• Text shown:
For You or Against You: How TikTok’s Algorithm Amplifies Online Harm

You enter TikTok anticipating simple entertainment, a trending dance, perhaps a recipe, or simply a funny clip. However, you get a few videos into your “For You” page, and the content begins to shift. Anti-immigrant messaging, hate speech in less blatant forms, and memes mocking an entire community are now appearing. You did not search for them. You did not request them.

And yet, the algorithm delivers them anyway.

Introduction

As TikTok’s global influence expands, so too does scrutiny over the algorithmic curation of content. It has over a billion users worldwide, and to some extent, this should affect the way that people—especially young people—consume information and engage with social and political issues. While the nature of its design favours user engagement and personalisation, it may often promote emotionally appealing content that drives interaction regardless of its factual accuracy or social consequences.

• Rows:
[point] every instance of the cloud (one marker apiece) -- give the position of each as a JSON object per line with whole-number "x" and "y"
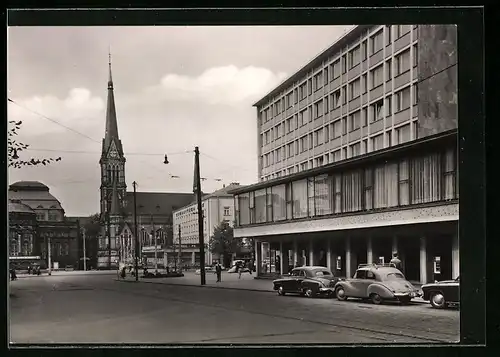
{"x": 221, "y": 85}
{"x": 79, "y": 110}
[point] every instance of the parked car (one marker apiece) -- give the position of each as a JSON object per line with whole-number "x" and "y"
{"x": 377, "y": 282}
{"x": 442, "y": 293}
{"x": 310, "y": 281}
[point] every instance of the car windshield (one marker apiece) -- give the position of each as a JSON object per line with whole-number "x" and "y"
{"x": 394, "y": 276}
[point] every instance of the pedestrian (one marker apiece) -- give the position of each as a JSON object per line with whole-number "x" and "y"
{"x": 218, "y": 271}
{"x": 396, "y": 261}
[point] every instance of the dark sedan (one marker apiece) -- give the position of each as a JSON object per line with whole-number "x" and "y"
{"x": 442, "y": 293}
{"x": 310, "y": 281}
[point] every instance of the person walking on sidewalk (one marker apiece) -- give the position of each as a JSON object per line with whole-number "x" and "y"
{"x": 218, "y": 271}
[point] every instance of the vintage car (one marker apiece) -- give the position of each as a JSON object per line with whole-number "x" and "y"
{"x": 310, "y": 281}
{"x": 377, "y": 282}
{"x": 442, "y": 293}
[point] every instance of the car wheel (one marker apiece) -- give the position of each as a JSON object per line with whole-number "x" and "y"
{"x": 376, "y": 299}
{"x": 340, "y": 292}
{"x": 437, "y": 300}
{"x": 309, "y": 293}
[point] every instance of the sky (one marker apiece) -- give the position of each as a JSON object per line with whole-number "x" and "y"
{"x": 175, "y": 88}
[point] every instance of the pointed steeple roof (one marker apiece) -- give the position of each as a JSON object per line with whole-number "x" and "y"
{"x": 115, "y": 206}
{"x": 111, "y": 133}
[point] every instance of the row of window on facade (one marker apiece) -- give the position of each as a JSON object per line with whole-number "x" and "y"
{"x": 377, "y": 110}
{"x": 404, "y": 182}
{"x": 20, "y": 244}
{"x": 372, "y": 79}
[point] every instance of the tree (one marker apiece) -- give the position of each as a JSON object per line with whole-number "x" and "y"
{"x": 222, "y": 242}
{"x": 14, "y": 148}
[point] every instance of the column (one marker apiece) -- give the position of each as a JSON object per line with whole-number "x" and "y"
{"x": 328, "y": 255}
{"x": 295, "y": 252}
{"x": 423, "y": 260}
{"x": 369, "y": 250}
{"x": 258, "y": 258}
{"x": 311, "y": 252}
{"x": 348, "y": 264}
{"x": 455, "y": 257}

• Task directions: According to the TikTok article, how many users does TikTok have worldwide? These rows have nothing to do with the TikTok article.

• Task solution: Over a billion.